### Record extracts
.....

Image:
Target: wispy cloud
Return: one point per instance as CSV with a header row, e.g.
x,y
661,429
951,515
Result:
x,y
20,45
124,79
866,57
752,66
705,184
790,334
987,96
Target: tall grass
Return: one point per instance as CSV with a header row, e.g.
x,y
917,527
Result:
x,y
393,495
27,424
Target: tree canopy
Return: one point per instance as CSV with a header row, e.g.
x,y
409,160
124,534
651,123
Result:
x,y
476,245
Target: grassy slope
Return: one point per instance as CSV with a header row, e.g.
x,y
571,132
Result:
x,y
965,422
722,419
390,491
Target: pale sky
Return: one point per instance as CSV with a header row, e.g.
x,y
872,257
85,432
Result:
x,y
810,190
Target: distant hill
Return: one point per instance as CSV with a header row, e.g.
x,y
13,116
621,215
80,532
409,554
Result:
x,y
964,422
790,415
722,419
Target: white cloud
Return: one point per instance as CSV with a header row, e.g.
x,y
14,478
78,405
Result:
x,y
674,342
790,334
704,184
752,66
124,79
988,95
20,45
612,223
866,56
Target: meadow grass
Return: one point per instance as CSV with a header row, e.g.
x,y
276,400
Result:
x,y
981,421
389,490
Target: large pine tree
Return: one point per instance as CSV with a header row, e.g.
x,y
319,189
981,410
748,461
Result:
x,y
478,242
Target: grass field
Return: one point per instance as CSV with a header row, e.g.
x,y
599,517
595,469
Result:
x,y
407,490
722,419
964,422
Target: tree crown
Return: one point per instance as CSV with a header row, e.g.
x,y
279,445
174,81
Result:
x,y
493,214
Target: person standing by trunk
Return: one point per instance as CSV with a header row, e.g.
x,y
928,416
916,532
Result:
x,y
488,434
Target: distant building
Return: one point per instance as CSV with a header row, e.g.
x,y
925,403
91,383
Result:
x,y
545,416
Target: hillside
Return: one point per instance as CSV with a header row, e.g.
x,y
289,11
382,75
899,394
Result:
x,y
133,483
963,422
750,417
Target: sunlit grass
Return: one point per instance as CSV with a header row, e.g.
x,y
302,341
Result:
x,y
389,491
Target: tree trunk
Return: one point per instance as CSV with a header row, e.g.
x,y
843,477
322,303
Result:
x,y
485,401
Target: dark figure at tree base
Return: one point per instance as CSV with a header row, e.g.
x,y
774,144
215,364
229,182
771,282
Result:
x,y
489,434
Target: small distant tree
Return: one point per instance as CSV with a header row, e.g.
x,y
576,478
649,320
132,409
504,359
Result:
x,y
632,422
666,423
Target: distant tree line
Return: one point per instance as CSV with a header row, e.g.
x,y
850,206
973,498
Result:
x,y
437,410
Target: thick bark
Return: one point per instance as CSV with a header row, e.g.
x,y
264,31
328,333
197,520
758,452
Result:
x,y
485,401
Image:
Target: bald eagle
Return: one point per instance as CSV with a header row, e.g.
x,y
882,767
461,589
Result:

.....

### Task
In full and without alteration, transcribe the listing above.

### The completed task
Image:
Target: wispy cloud
Return: one point per instance as CSV with a header row, e.g.
x,y
661,429
951,515
Result:
x,y
20,45
124,79
866,57
752,66
705,184
790,334
987,96
Target: tall grass
Return: one point per instance as CSV with a header row, e.g.
x,y
917,527
Result:
x,y
393,495
27,424
Target: tree canopy
Return: one point per instance as CSV with a header row, e.g.
x,y
409,160
124,534
651,123
Result:
x,y
476,245
Target: grassy slope
Return: one point per instance as CSV with a header row, e.g.
x,y
571,132
Result:
x,y
965,422
722,419
390,491
Target: pale sky
Return: one point per instance as CSV with a header row, e.g.
x,y
872,257
85,432
Result:
x,y
810,190
Target: distant hill
Return: one point per instance as CSV with a header row, e.g.
x,y
13,116
621,215
80,532
409,554
Result:
x,y
964,422
790,415
722,419
Target: white cloud
Return: one point per instance as CSV with a header row, e.g.
x,y
14,478
78,405
Result:
x,y
674,342
790,334
704,184
752,66
124,79
988,95
20,45
612,223
866,56
Target: meadow grass
Return: one point per instance as CSV with a header row, e.g.
x,y
276,400
Result:
x,y
981,421
389,490
Target: large pine tree
Return: one point per instance as CSV with a header row, e.g.
x,y
319,189
981,410
748,461
Result:
x,y
478,242
Target: grass field
Return: one point per instance as CSV with a header row, e.g.
x,y
599,517
595,469
Result:
x,y
407,490
722,419
964,422
Target: tree crown
Return: one point per instance as CSV with a header row, e.g.
x,y
279,445
174,81
Result:
x,y
493,214
Target: person standing by trunk
Return: one point per instance as CSV with a header row, e.g.
x,y
928,416
916,532
Result:
x,y
488,434
Target: distant building
Return: one point per instance as CSV with a header row, e.g.
x,y
925,403
91,383
Result:
x,y
545,416
Target: hillside
Return: one point per instance as CSV with a header row, e.g.
x,y
289,11
382,75
899,394
Result:
x,y
133,483
963,422
750,417
Target: sunlit grass
Return: one point per instance as CSV with a header row, e.g.
x,y
302,341
Result:
x,y
389,491
Target: tree trunk
Return: one point per instance as CSV with a header row, e.g.
x,y
843,477
322,303
Result:
x,y
485,401
Target: dark figure at tree base
Return: one point per instance as CSV with a header row, e.g.
x,y
774,144
215,364
229,182
771,282
Result:
x,y
489,434
Target: small distant tree
Return: one point per instance as CSV with a header row, e.g.
x,y
576,478
649,320
132,409
504,359
Result:
x,y
632,422
666,423
Target: distant tree line
Return: one point per instance as CSV with a header row, e.g.
x,y
850,206
973,498
Result:
x,y
437,410
Target: thick bark
Return: one point per instance as CSV with a header row, e.g.
x,y
264,31
328,333
197,520
758,452
Result:
x,y
485,401
Image:
Target: bald eagle
Return: one point per instance as CSV with a header row, e.g.
x,y
882,767
461,589
Result:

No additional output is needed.